→ Data provided:
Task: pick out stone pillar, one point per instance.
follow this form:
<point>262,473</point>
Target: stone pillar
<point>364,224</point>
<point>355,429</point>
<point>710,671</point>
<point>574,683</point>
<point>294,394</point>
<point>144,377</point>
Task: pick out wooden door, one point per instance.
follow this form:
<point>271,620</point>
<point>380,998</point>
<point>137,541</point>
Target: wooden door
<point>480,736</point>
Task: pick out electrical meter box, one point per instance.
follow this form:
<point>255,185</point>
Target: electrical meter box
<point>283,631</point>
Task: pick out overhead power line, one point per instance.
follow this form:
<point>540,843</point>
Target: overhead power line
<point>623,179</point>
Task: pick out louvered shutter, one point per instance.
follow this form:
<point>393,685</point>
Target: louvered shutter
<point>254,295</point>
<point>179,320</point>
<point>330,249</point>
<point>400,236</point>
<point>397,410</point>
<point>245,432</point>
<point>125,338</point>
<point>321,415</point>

→ Goal of the exercise:
Copy every record above exactly as it appears.

→ Exercise answer:
Task: pick out stone pillar, one point per instance.
follow this form:
<point>262,473</point>
Target: stone pillar
<point>364,224</point>
<point>355,429</point>
<point>710,671</point>
<point>574,683</point>
<point>294,394</point>
<point>144,377</point>
Task: pick out wooden door, one point per instance.
follow this form:
<point>271,620</point>
<point>380,998</point>
<point>137,541</point>
Target: wooden door
<point>480,736</point>
Task: pick out electrical meter box, one point per instance.
follow this form:
<point>255,185</point>
Target: electrical meter box
<point>283,631</point>
Task: pick out overhead power line, one point per instance.
follow this form:
<point>540,843</point>
Target: overhead power line
<point>623,179</point>
Task: pick out louvered shutter, one point per instance.
follow this form:
<point>393,685</point>
Target: louvered shutter
<point>254,295</point>
<point>179,320</point>
<point>330,249</point>
<point>400,236</point>
<point>397,410</point>
<point>245,432</point>
<point>125,338</point>
<point>321,415</point>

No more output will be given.